REQUIRED WORK >> Report every line below that carries the word "hair".

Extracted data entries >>
Start of Block
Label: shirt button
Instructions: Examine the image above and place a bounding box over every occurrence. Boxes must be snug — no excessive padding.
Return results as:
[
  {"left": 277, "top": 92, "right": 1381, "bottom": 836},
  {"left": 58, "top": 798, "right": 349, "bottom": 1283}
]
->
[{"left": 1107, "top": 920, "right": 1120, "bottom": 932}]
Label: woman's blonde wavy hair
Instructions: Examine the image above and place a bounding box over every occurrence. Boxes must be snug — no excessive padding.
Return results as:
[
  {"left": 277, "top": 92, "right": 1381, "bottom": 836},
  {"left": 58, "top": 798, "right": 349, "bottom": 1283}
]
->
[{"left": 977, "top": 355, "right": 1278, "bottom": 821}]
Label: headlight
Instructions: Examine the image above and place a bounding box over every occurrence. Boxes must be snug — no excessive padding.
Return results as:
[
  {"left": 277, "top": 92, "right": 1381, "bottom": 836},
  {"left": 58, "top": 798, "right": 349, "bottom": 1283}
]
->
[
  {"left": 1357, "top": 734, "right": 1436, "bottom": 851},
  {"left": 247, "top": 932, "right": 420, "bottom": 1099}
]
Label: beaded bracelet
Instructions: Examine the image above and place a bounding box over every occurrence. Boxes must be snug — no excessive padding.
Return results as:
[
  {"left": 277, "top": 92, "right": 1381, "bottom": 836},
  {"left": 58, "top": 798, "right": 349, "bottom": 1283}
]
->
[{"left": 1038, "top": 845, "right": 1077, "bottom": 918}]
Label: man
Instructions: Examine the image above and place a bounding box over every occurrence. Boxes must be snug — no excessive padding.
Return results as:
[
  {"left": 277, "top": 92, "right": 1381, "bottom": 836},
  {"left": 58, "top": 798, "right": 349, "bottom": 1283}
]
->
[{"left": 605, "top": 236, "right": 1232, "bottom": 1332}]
End of Block
Start of Block
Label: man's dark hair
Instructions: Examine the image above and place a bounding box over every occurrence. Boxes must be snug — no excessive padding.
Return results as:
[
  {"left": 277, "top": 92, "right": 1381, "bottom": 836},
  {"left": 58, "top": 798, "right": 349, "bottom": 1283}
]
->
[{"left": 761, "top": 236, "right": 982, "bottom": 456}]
End of Block
RESULT FOR THIS EXERCISE >>
Label: woman's blonde wavy hair
Label: man's dark hair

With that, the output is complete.